*Your task*
Return the lines below word for word, with nothing changed.

------------------------------------------------

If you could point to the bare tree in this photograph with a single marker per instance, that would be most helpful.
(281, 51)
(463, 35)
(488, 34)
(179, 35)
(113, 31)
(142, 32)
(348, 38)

------------------------------------------------

*Task solution*
If you could point to the bare tree in this photograph with a single marker per instance, that would be most helpful.
(281, 51)
(463, 35)
(488, 34)
(179, 35)
(113, 31)
(142, 32)
(348, 38)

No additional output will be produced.